Reproduce the records word for word, starting at their beginning and continuing through the line containing "positive clicks: (422, 792)", with both ends included. Leave the pictures out.

═════ Data excerpts ═════

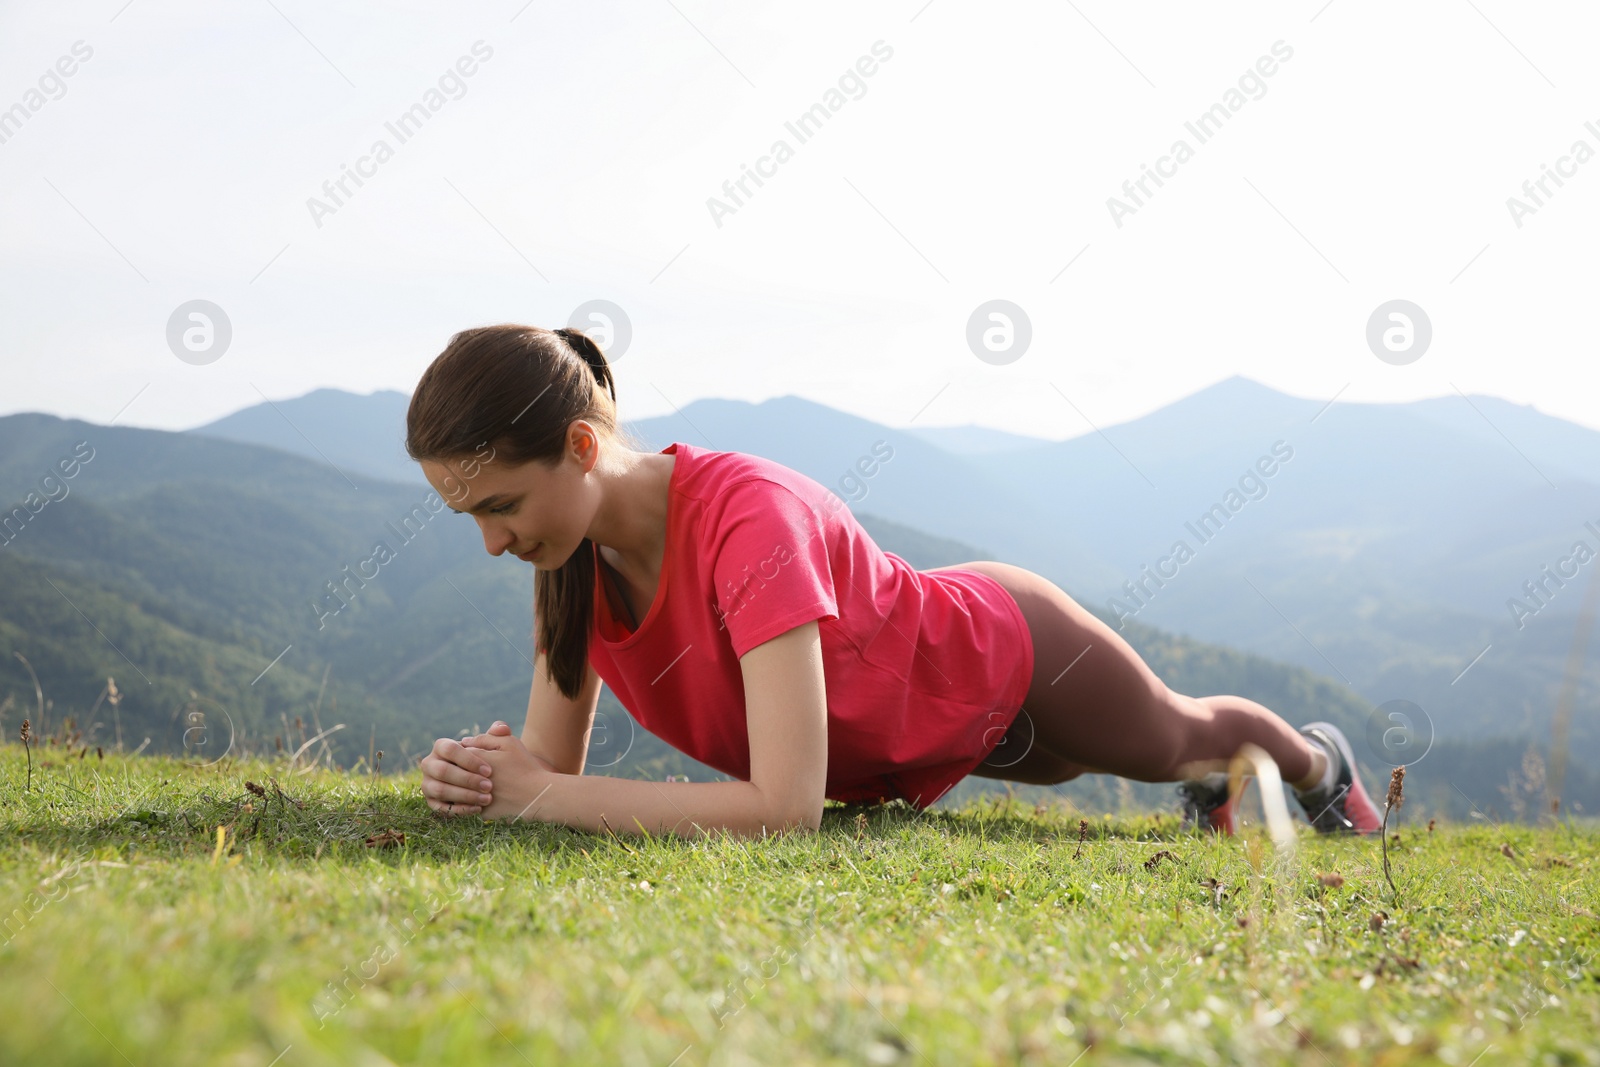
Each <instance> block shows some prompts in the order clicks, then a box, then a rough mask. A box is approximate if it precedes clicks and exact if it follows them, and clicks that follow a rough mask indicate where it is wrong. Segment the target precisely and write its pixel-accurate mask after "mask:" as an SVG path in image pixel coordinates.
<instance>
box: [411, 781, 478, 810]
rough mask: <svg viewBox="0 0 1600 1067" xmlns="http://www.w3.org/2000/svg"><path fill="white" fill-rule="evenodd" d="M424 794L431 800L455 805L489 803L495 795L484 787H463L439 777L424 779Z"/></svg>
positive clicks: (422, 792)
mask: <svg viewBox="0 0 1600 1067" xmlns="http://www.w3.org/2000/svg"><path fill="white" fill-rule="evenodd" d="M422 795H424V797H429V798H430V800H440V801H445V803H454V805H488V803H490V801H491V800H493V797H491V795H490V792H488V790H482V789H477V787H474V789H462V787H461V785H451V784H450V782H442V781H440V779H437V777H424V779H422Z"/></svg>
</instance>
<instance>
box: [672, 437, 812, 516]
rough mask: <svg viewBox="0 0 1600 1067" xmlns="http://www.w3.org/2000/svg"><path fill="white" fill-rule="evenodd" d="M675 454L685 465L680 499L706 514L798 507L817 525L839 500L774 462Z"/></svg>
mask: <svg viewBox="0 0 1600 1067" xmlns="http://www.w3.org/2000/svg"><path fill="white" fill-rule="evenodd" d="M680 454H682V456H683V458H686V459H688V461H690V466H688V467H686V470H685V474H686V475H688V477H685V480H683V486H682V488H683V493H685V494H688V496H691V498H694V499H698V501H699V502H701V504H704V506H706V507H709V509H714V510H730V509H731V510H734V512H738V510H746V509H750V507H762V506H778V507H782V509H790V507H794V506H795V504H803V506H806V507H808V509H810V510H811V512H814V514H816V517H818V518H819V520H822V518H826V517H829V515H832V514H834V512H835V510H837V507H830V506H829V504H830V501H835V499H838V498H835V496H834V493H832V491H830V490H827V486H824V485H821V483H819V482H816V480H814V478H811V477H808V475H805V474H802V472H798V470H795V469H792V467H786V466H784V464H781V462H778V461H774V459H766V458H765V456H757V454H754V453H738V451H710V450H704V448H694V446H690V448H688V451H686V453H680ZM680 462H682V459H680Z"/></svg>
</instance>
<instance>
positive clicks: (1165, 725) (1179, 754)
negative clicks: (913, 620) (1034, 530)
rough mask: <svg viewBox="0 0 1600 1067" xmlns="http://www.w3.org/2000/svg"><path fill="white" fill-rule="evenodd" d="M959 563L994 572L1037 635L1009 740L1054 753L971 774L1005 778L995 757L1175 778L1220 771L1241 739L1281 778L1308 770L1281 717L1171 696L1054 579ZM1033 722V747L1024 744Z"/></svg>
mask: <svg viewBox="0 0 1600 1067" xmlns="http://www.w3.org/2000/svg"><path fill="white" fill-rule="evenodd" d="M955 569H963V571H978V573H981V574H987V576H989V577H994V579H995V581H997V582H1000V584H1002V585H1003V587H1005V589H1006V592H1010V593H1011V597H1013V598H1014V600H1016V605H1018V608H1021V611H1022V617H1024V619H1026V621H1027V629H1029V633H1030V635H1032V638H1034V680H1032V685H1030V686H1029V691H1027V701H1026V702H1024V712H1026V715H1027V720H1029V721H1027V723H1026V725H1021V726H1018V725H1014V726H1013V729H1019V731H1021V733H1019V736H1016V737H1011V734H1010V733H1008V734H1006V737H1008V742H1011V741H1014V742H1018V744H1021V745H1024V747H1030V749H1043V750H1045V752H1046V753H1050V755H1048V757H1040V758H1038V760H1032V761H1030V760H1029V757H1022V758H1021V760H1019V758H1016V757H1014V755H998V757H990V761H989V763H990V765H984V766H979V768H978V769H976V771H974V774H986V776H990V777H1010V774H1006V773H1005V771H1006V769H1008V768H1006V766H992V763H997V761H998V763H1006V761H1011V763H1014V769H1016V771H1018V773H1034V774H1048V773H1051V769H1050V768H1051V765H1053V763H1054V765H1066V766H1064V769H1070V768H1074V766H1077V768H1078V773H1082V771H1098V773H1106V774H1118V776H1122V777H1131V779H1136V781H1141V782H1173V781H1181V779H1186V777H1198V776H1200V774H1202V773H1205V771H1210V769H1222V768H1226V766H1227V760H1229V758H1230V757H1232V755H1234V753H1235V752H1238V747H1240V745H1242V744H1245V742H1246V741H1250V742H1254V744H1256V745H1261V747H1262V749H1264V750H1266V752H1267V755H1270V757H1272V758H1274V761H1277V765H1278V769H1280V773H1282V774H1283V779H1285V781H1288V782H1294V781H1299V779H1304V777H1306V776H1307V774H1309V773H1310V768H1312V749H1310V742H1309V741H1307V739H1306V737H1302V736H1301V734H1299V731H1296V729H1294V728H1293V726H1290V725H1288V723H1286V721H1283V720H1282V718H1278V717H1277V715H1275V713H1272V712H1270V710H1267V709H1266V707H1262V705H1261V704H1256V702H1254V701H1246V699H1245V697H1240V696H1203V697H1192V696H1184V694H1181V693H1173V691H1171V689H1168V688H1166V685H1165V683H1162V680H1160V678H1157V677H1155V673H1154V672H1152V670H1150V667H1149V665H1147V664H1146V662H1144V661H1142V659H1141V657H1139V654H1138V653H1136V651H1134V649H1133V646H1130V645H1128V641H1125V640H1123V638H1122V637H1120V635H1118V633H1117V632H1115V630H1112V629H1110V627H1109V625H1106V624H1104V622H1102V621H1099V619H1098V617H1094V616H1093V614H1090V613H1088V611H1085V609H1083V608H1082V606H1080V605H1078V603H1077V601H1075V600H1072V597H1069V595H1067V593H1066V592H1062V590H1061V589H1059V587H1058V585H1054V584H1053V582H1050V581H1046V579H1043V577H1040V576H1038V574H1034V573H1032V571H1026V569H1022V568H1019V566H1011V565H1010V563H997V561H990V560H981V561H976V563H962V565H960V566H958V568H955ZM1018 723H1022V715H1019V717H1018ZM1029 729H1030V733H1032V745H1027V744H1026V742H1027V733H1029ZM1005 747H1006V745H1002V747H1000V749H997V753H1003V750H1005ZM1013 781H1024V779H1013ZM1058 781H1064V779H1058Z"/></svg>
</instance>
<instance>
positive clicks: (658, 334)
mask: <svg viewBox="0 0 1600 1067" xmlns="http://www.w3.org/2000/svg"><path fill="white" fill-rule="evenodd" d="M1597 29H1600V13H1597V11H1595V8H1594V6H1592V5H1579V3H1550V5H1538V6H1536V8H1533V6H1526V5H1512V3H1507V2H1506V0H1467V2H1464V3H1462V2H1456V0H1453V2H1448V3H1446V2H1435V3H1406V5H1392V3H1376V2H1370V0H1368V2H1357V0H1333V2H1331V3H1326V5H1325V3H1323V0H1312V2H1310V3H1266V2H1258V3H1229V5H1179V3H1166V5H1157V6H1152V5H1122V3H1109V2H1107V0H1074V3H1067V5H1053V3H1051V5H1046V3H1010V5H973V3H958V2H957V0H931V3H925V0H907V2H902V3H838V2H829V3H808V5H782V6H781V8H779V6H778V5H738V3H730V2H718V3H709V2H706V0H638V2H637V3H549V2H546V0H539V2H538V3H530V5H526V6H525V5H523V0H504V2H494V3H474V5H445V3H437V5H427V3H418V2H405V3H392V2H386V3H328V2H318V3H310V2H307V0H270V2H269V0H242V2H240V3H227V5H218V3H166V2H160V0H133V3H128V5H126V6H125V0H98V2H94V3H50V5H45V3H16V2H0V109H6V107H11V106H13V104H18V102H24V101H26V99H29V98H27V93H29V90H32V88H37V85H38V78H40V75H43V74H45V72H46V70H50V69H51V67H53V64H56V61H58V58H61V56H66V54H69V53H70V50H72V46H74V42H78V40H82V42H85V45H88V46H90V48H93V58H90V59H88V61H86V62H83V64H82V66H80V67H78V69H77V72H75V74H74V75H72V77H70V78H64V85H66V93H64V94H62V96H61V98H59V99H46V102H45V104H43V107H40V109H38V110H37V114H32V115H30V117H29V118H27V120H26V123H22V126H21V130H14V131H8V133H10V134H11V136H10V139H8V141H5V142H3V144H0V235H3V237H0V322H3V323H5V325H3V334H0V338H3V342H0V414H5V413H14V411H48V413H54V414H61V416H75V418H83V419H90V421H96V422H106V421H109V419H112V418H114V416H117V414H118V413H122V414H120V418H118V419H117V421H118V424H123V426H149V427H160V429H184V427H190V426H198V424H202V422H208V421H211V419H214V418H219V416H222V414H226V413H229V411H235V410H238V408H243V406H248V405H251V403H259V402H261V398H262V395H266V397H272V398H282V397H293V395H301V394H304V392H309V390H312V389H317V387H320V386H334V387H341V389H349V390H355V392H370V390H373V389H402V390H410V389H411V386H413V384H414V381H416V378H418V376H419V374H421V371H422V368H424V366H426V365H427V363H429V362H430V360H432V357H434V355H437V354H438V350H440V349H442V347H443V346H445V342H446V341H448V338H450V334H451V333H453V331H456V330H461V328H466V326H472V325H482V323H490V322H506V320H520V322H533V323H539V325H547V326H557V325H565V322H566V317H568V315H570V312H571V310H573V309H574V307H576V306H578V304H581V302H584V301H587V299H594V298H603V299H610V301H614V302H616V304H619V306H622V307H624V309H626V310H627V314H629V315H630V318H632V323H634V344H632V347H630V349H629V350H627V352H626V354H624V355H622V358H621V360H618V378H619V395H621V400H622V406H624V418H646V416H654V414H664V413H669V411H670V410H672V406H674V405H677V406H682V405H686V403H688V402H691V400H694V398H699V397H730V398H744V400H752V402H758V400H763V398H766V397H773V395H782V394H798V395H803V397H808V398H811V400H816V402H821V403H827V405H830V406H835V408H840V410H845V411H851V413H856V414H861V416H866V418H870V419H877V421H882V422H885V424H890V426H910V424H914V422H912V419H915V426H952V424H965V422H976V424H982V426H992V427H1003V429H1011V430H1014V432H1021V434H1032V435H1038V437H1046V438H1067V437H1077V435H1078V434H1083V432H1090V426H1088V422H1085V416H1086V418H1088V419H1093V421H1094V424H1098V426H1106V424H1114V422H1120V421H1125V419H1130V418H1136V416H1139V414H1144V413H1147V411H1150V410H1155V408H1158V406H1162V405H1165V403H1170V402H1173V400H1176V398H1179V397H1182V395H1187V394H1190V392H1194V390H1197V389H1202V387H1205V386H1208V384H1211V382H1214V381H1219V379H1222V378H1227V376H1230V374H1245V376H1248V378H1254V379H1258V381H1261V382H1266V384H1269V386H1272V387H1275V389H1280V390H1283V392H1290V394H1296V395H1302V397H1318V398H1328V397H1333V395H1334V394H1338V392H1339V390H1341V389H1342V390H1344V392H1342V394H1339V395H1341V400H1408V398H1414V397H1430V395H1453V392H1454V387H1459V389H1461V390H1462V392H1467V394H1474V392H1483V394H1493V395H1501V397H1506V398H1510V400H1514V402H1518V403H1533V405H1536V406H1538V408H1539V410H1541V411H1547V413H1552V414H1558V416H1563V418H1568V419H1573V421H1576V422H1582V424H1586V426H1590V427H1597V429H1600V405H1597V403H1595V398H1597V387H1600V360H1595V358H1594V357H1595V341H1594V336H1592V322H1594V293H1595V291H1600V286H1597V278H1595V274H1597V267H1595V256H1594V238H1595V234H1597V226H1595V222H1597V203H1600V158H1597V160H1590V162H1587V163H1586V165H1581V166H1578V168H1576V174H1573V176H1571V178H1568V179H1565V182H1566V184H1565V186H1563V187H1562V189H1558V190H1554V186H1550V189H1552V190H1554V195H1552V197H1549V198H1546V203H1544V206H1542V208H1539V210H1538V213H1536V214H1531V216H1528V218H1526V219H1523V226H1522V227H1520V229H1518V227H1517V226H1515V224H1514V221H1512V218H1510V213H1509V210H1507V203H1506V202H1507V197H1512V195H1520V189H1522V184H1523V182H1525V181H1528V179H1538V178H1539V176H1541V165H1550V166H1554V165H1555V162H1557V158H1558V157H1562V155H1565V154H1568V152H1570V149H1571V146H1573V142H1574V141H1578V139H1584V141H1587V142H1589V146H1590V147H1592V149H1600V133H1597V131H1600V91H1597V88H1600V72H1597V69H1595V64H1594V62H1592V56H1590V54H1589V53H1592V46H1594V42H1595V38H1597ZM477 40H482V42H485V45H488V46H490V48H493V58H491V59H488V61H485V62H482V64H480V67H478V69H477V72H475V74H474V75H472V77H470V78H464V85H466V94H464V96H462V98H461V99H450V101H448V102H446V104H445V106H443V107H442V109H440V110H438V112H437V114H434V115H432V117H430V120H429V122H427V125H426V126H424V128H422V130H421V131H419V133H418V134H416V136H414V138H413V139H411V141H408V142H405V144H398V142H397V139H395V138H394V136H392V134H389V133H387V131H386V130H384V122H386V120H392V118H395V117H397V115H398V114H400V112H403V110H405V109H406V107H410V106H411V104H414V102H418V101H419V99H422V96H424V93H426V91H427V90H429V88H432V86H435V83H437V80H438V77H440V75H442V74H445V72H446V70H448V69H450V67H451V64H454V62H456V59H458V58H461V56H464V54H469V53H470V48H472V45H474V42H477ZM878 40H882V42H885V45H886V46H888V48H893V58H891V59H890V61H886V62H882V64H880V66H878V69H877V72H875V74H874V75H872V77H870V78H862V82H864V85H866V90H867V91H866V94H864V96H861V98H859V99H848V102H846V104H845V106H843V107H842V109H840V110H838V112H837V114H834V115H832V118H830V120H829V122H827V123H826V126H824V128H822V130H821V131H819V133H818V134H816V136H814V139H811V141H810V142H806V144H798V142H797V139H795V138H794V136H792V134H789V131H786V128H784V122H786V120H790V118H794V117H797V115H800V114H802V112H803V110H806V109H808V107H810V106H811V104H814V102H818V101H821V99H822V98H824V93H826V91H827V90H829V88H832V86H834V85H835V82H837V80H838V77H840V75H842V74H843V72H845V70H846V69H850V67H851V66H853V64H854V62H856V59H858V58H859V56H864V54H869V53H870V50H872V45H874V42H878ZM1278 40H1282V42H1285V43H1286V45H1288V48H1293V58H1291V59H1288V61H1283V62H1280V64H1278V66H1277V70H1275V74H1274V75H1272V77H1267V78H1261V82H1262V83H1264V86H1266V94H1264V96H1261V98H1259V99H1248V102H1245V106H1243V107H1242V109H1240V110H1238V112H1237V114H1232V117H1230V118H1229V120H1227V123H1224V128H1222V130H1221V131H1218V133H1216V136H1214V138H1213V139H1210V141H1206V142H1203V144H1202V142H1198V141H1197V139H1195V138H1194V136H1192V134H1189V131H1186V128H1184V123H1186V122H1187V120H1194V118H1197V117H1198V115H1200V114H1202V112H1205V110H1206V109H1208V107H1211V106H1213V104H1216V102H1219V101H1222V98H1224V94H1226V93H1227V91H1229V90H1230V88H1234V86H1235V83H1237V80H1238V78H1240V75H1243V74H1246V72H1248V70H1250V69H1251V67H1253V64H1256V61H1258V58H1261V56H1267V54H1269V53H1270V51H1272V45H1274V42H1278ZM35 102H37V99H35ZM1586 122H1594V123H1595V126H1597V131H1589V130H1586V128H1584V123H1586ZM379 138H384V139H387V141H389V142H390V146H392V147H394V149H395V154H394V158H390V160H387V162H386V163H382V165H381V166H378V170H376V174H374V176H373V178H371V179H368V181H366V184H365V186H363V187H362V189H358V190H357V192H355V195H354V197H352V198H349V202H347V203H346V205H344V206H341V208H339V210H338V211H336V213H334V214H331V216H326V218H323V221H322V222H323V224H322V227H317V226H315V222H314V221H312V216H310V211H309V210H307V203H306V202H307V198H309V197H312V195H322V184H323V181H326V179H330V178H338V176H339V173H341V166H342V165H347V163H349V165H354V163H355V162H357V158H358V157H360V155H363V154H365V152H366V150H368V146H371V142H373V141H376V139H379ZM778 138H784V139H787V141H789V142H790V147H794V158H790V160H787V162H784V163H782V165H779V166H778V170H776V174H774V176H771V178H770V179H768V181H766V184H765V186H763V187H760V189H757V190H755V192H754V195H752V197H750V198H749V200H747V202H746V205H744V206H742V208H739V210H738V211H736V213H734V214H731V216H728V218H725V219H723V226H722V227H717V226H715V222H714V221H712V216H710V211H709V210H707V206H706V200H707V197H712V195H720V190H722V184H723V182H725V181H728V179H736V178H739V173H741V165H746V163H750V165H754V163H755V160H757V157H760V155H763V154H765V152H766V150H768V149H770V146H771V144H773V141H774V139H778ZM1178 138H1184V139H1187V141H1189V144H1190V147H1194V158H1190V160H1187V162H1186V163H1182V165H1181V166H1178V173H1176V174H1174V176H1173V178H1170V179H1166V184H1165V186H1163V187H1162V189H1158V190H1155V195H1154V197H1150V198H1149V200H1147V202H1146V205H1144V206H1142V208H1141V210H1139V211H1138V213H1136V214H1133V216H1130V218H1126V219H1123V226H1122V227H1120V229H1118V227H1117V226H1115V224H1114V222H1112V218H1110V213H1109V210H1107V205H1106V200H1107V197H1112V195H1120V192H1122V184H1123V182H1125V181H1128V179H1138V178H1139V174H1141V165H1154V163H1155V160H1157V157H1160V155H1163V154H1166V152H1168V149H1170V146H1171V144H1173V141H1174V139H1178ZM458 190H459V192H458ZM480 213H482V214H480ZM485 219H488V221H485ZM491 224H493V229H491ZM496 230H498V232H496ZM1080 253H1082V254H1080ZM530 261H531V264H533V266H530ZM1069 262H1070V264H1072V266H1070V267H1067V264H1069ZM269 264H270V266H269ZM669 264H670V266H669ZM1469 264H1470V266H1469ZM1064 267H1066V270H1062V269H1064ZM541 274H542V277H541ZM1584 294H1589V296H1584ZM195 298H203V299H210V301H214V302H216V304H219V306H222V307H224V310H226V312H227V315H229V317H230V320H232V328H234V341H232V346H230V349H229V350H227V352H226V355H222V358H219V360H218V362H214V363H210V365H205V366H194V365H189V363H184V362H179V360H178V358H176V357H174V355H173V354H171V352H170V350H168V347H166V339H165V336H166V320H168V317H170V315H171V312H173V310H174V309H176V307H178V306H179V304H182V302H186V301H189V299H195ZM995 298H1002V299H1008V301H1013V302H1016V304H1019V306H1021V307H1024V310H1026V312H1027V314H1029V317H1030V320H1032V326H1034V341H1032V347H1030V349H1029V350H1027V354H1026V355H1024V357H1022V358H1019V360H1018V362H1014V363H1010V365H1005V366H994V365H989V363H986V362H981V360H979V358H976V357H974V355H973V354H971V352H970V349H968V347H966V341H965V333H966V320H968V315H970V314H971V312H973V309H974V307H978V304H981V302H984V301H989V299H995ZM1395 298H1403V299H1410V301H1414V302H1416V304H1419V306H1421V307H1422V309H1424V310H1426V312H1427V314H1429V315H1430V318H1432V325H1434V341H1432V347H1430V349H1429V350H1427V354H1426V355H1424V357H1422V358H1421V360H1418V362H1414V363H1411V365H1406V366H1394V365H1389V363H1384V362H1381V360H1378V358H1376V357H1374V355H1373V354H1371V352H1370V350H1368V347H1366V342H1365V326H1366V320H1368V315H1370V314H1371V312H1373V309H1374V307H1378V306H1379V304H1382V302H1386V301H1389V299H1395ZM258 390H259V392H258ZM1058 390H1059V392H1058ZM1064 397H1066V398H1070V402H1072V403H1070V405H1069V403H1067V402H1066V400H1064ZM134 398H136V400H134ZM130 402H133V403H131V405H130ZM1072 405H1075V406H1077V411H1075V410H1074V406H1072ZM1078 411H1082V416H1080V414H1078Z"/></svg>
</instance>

═════

Written solution:
Each <instance> block shows some prompts in the order clicks, then a box, then a rough mask. A box is approximate if it precedes clicks and exact if it follows them, and clicks that follow a rough mask indicate where it is wrong. Segment the target precisely and write its pixel-accurate mask after "mask:" as an SVG path in image pixel coordinates.
<instance>
box: [411, 781, 478, 810]
rough mask: <svg viewBox="0 0 1600 1067" xmlns="http://www.w3.org/2000/svg"><path fill="white" fill-rule="evenodd" d="M424 794L431 800L455 805L489 803L495 795L484 787H463L439 777L424 779Z"/></svg>
positive clicks: (422, 792)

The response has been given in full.